Rescale the part of the listing below that opens with the line containing "Where can the blue" and runs through the end of the listing, including both ends. Reproduce each line, requests included, multiplying every coordinate in the answers by 1.3 and rounding to whole numbers with halves rounded up.
::: SUPPLIED DATA :::
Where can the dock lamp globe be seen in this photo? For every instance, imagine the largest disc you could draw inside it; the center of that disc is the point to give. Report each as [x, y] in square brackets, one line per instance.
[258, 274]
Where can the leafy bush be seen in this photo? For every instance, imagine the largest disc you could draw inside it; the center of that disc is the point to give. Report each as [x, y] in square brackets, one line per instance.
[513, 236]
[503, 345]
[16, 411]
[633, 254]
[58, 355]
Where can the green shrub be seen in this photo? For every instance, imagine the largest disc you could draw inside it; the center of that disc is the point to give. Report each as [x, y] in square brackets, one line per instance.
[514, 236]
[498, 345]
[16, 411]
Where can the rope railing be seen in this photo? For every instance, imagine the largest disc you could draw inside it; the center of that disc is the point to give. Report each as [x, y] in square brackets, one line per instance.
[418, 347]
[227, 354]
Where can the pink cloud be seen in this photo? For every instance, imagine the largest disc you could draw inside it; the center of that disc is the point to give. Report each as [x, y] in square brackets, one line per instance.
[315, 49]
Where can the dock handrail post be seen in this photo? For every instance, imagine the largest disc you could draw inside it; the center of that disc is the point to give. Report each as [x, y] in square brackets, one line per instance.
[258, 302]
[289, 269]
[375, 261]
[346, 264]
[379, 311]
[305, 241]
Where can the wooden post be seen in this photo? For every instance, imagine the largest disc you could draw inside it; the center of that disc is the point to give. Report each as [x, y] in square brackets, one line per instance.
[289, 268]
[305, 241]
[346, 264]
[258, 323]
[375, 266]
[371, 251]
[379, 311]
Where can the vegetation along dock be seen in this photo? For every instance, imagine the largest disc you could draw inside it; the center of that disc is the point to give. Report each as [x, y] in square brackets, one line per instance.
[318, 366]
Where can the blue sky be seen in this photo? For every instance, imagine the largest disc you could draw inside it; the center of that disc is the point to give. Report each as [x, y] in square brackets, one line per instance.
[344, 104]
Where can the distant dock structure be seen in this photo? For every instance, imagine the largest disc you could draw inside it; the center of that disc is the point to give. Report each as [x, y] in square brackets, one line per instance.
:::
* _THE RESULT_
Where can the blue sky be seen in this photo? For every instance, imagine the largest disc you could draw inside it; the center of that disc is the point to give. Report each as [x, y] in square brackets, one line per instance.
[447, 135]
Where can the distant dock structure be seen in this photo? For every instance, imagine the largest disc you could draw inside it; the center of that disc is the point to give. Report each as [x, y] in square brackets, one line per instance.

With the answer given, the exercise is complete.